Exercice court A
Recopiez à l'identique, dans l'extrait fourni, le passage qui s'ouvre sur les mots contenant « Laurence Cordier adapte » et se termine par « de choix scéniques. ».
Exercice court B
D'après l'extrait fourni, indiquez s'il vous plaît qui a imaginé et dessiné la scénographie.

Extrait fourni
Laurence Cordier adapte Antigone de Sophocle au Théâtre de la Manufacture. Face à ce texte antique mais toujours actuel, elle opte pour une mise en scène funèbre et statique. Le propos incandescent ne parvient pas à résonner, faute de rythme et de choix scéniques.

Photo issue de répétition (©VINCENT ZOBLER)

Antigone est la fille d’Œdipe et Jocaste. Ses deux frères, Étéocle et Polynice, se sont entretués pour le contrôle de la ville de Thèbes après la mort de leur père. Leur oncle Créon a pris la suite du règne et refuse que l’on enterre Polynice, considéré comme un traitre. Il laisse son cadavre sans sépulture aux chiens et aux oiseaux. Un sort qu’Antigone refuse. Malgré l’interdit, elle se rebelle contre son roi.

La pièce débute sous une lumière noire envahissante, signe de mauvaise augure. Des points lumineux apparaissent mais le macabre est déjà là. La scénographie, imaginée et dessinée par Marine Dillard, souligne un paysage en ruines, soumis à tragédie qu’a fait subir Œdipe aux siens. Dans cette terre délabrée, Antigone s’avance et explique son projet à sa soeur Ismène. Elle offrira un tombeau à son frère Polynice quoi qu’il en coûte.

Photo issue de répétition (©VINCENT ZOBLER)

Le texte d’Antigone est une suite de duels, d’affrontements d’idées. Chaque personnage y défend sa vision de la justice, de la loi, et du sort accordé aux Hommes. Tous·tes y mettent leur vie en jeu. Pourtant, ici, la mise en scène ne propose pas plus qu’une succession de déclamations.

Les corps n’interagissent pas, ils restent statiques, collés à leur place comme sur un tableau. Chaque comédien·ne semble manquer de profondeur et d’intensité. La danse macabre qu’ils sont censés jouer ne se lance pas. Antigone, figée, ne donne même pas l’impression de se rebeller. Face à Créon, elle parait terrassée. Elle manque de puissance, de croyance, et de toute la résistance qui fait sa force.

Photo issue de répétition (©VINCENT ZOBLER)

En de rares moments, les corps jouent et donnent des sursauts à la pièce. Lorsque Créon fait face à son fils Hémon, amant d’Antigone, il l’agrippe et le plaque au sol. Mais les deux finissent par se libérer et la violence disparait en un souffle, rien n’est conservé, comme si l’action n’avait pas eu d’impact. Antigone, elle, prend seulement vie face à son sort, lorsqu’elle se rappelle qu’elle ne verra plus le soleil. Créon, lui aussi lors de ses derniers souffles, marque par son corps toute la tragédie qu’il a engendré, enfin. Le garde, annonciateur du crime d’Antigone et touche comique de Sophocle, parvient à ramener de la vie sur le plateau au début de la pièce. Ce garde a peur, et on le voit, il craint son roi.

Données enregistrées
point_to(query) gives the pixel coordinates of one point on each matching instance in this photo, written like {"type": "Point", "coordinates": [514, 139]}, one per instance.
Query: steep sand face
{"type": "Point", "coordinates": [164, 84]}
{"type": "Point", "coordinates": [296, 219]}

Résultat final A
Laurence Cordier adapte Antigone de Sophocle au Théâtre de la Manufacture. Face à ce texte antique mais toujours actuel, elle opte pour une mise en scène funèbre et statique. Le propos incandescent ne parvient pas à résonner, faute de rythme et de choix scéniques.

Résultat final B
Marine Dillard.